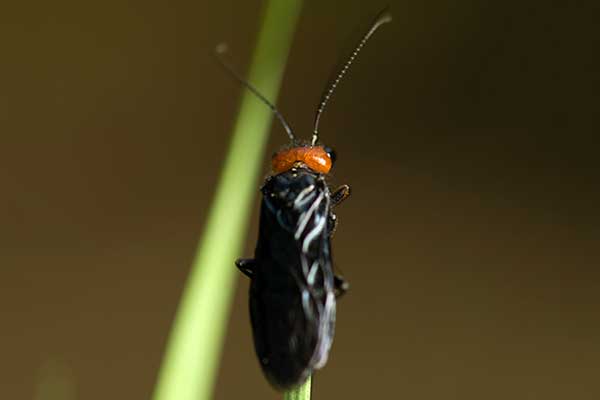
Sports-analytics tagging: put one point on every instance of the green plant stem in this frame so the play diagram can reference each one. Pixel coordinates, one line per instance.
(302, 392)
(191, 358)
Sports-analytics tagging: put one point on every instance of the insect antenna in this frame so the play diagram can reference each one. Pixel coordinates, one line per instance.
(382, 18)
(222, 49)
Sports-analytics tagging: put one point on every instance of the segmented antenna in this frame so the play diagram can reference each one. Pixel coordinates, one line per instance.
(382, 18)
(222, 49)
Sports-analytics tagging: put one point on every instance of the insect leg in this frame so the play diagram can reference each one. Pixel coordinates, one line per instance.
(246, 265)
(341, 285)
(340, 194)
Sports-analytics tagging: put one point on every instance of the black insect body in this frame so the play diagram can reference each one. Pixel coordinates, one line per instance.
(293, 286)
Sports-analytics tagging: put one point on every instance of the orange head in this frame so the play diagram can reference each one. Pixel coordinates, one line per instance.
(318, 158)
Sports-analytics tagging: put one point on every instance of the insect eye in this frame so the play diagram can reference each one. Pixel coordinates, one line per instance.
(331, 153)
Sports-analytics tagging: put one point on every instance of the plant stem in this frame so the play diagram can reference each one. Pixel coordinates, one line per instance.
(302, 392)
(191, 358)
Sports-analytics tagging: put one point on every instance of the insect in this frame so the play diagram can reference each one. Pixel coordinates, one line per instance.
(293, 286)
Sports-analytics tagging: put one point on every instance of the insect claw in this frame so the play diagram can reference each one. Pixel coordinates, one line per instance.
(246, 266)
(341, 285)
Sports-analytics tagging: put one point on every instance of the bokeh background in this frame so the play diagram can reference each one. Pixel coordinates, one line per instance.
(468, 131)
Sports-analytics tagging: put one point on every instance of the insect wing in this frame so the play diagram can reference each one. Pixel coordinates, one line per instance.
(292, 301)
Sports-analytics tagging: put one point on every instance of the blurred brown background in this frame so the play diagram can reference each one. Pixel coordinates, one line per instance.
(469, 134)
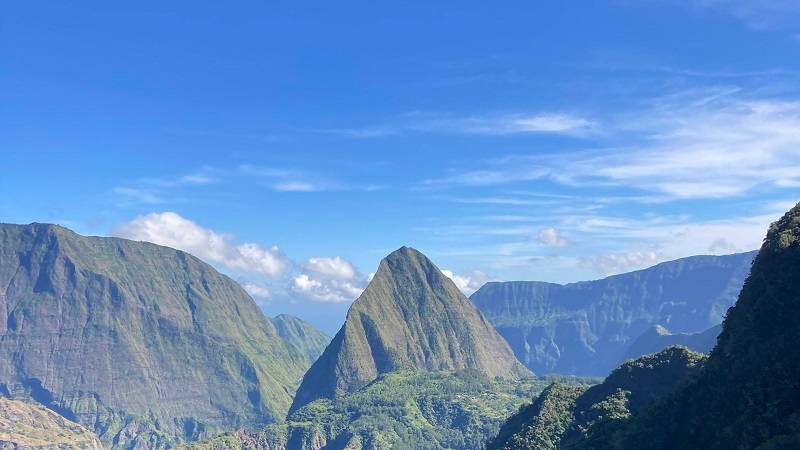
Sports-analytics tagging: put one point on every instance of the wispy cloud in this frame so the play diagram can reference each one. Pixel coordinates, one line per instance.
(138, 195)
(719, 144)
(263, 270)
(488, 124)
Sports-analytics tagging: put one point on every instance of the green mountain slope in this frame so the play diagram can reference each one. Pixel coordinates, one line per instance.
(565, 416)
(399, 410)
(746, 395)
(143, 344)
(585, 328)
(300, 334)
(658, 338)
(410, 317)
(29, 426)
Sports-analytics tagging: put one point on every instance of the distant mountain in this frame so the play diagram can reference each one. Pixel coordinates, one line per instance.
(29, 426)
(410, 317)
(745, 395)
(399, 410)
(585, 328)
(300, 334)
(143, 344)
(563, 416)
(658, 338)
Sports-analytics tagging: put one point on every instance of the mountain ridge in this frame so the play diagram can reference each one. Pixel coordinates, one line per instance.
(188, 350)
(410, 316)
(585, 328)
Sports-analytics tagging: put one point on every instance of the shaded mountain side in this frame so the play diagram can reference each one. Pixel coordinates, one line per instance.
(585, 328)
(564, 416)
(27, 426)
(747, 393)
(410, 317)
(301, 335)
(138, 342)
(399, 410)
(658, 338)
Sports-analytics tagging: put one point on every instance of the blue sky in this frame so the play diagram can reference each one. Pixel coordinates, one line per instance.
(294, 144)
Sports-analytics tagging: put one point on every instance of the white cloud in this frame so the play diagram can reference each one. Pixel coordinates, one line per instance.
(615, 263)
(336, 267)
(514, 124)
(712, 144)
(326, 290)
(139, 195)
(468, 282)
(295, 186)
(329, 279)
(490, 124)
(552, 238)
(758, 15)
(722, 246)
(172, 230)
(256, 291)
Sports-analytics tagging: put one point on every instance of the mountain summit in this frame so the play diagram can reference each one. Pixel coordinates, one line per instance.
(411, 316)
(131, 338)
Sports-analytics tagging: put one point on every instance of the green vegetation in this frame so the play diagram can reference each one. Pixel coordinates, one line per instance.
(26, 425)
(403, 410)
(572, 416)
(588, 328)
(410, 317)
(166, 348)
(746, 395)
(301, 335)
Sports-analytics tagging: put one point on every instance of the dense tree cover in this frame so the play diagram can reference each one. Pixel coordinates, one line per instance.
(590, 327)
(565, 416)
(402, 410)
(410, 317)
(746, 395)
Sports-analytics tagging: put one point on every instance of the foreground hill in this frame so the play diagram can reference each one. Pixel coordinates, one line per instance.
(410, 317)
(28, 426)
(399, 410)
(143, 344)
(746, 395)
(658, 338)
(586, 328)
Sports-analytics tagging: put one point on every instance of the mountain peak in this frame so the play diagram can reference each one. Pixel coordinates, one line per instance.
(410, 317)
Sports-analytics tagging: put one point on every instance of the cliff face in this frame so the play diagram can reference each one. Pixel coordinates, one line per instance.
(585, 328)
(410, 317)
(26, 426)
(746, 394)
(135, 341)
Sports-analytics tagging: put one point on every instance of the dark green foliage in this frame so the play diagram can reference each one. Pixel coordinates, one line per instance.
(143, 344)
(658, 338)
(749, 393)
(586, 328)
(410, 317)
(301, 335)
(541, 424)
(745, 396)
(406, 410)
(567, 416)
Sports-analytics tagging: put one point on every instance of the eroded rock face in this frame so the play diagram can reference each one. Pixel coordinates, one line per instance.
(141, 343)
(410, 317)
(586, 328)
(27, 426)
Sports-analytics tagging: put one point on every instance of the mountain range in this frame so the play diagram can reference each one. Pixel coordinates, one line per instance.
(745, 394)
(586, 328)
(143, 344)
(410, 317)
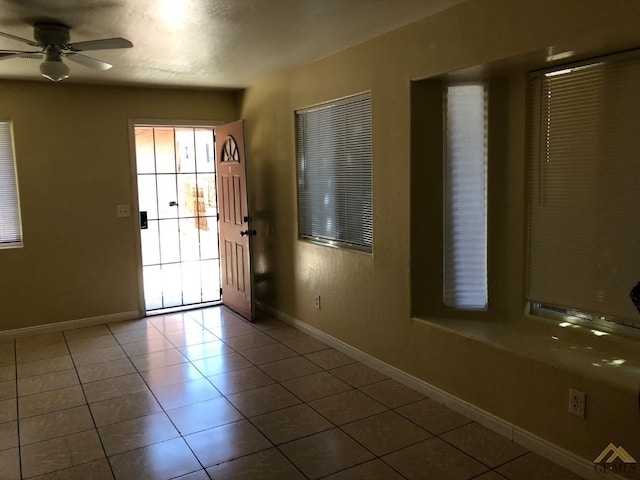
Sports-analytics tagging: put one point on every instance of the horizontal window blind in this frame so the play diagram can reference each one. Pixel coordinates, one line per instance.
(465, 197)
(334, 163)
(584, 225)
(10, 228)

▶ _The problem_
Everything in the entries above should be transcribed exactly, apart from the pictures.

▶ _Answer to this exercise_
Sports-analytics tagging: put one point on every instance of the green plant stem in this frame so the play diagram can reference each one. Pixel coordinates, one line per instance.
(302, 392)
(191, 358)
Sports-analytics tagging: put one point on every instance of the insect antenna in this frame so the play diagram can reference each one. Pixel coordinates, one line per instance.
(382, 18)
(222, 49)
Sports-analytics tagging: put one point on every instance of the segmented antenna in this frame so the play diagram can reference each one. Pixel coordinates, one line per instance.
(382, 18)
(222, 49)
Sports-analytics tagging: put one point on every instance of the insect leg in this frame so the play diagram can reference each one. Pixel coordinates, one line per instance.
(246, 265)
(341, 285)
(340, 194)
Sports-analytics tagging: put one point on every instance of the black insect body in this frame so the play diagram can reference each one. Pixel coordinates, one line per instance.
(293, 286)
Sports-analytics tagging: put one point on every instance of the orange head in this frame so the play diagram can reference each one. Pixel coordinates, one line per instance.
(318, 158)
Sports-analytics tagging: put one point on every instance of the insect eye in this frame so the play diagram can reference each one. Pixel coordinates, one line per instance.
(331, 153)
Sports-analytics tagging: put one point on every instance of the plant stem in this frame so the play diagram can reference each one. Pixel coordinates, one line per instance.
(302, 392)
(191, 358)
Sports-analytics tagging: put one point on every instance of the insect in this frame so the play diagram can reference each one. Pixel coordinates, one line per instance.
(293, 286)
Sports-analytics tagging: put one point on every instance of the insect claw in this frame so the play diagram can reference each one. Pixel coordinates, one line per instance.
(246, 266)
(341, 285)
Sports-analytics tagging: put one point on every instance of the bokeh background in this frame so the play diagram can reference each one. Pixel coordinates, one line per instance.
(468, 131)
Sports-analytics tagging: put one point on every instance of the insect wing in this frame so the play diagram can reference each one. Pixel coordinates, one line per instance.
(292, 301)
Sports-analytics tagging: put one point on every instance of the blurred brown background in this frame so the play diagram can reference each one. Pixel coordinates, one line per instance.
(469, 134)
Sports-analytics tagging: put one point on every instance of the wispy cloud in this frame so the play diagram can reference each one. Pixel coordinates, one line per instance.
(138, 195)
(719, 144)
(263, 270)
(488, 124)
Sports-analytics tagging: put one point on every instance of the green mountain slope in this frame so the play diagram can reference each one. Pixel coordinates, one line per instance.
(565, 416)
(399, 410)
(746, 395)
(143, 344)
(585, 328)
(300, 334)
(658, 338)
(410, 317)
(29, 426)
Sports-analytics tagging: put one point on every instance of the distant mountain in this frame so the play diagram can reference each one. Pixel coordinates, one line per instance.
(29, 426)
(410, 317)
(745, 395)
(399, 410)
(585, 328)
(300, 334)
(143, 344)
(563, 416)
(658, 338)
Sports-analytics tagging: put one point on every instance of the mountain ridge in this frame so the play diagram can reference each one. Pixel coordinates, one line per instance.
(188, 350)
(410, 316)
(585, 328)
Sports-analytics tagging: put one point on every instance of the shaded mountain side in this frame so the play diagram can reference each one. Pixel coordinates, one line per instance.
(585, 328)
(564, 416)
(27, 426)
(747, 393)
(410, 317)
(301, 335)
(138, 342)
(399, 410)
(658, 338)
Sports-analytics tagging: put one point on every instance of the blue sky in this frame so the play diagram can reference each one. Pixel coordinates, one line per instance.
(294, 144)
Sports-analytics tagging: put one point on every instance of the white cloud in this frame so the play diagram can reference each one. Pixel coordinates, one line per instance.
(615, 263)
(336, 267)
(514, 124)
(712, 144)
(326, 290)
(139, 195)
(468, 282)
(295, 186)
(329, 279)
(490, 124)
(552, 238)
(758, 15)
(722, 246)
(172, 230)
(256, 291)
Sports-analytics tagging: put one point on every instance of the mountain summit in this frame so the play diagram can reference each one. Pixel coordinates, one line per instance.
(411, 316)
(131, 338)
Sports-analytics tagging: put one point on every instance of the green vegetation in this frame so the play diagram can reference each one. Pixel coordinates, one line per instance.
(26, 425)
(403, 410)
(572, 416)
(588, 328)
(410, 317)
(166, 348)
(746, 395)
(301, 335)
Sports-analytics tagging: put one point on every instance of the dense tree cover in this frame so the play diagram can reference each one. Pixel coordinates, one line per instance.
(590, 327)
(565, 416)
(402, 410)
(410, 317)
(746, 395)
Sports-analytics tagging: put one point on every instance of the foreground hill in this frame so the play diagram can reference each one. Pixel coordinates, one line per instance.
(410, 317)
(28, 426)
(399, 410)
(143, 344)
(746, 395)
(658, 338)
(586, 328)
Sports-analytics tagging: put one point on every instance of the mountain peak in this frame so the play diagram can reference each one. Pixel coordinates, one line per instance.
(410, 317)
Sports-analytics tagging: put one point on every instance of the cliff face in this frame so the play diagram can reference each one. Pixel coordinates, one line per instance.
(585, 328)
(410, 317)
(26, 426)
(746, 394)
(135, 341)
Sports-analytics tagging: put one point on every instance of the dark green foliage in this frame so the play diagram can reference each one. Pixel coordinates, one line per instance.
(143, 344)
(658, 338)
(749, 393)
(586, 328)
(410, 317)
(301, 335)
(541, 424)
(745, 396)
(406, 410)
(567, 416)
Sports-analytics tagging: put one point on every instance of the eroded rock face in this frame so the play diagram can reference each one. Pixel coordinates, one line per instance.
(141, 343)
(410, 317)
(586, 328)
(27, 426)
Sports-analytics tagging: put one point on every instance of the mountain range in this frame so the play diagram can reference each one. Pixel coordinates, one line per instance.
(745, 394)
(586, 328)
(143, 344)
(410, 317)
Sports-analytics tagging: put one point on every instance of the horizontal window blind in this frame so the play diagram can reference each one. Pixel coordinates, one line per instance.
(465, 197)
(334, 163)
(584, 225)
(10, 228)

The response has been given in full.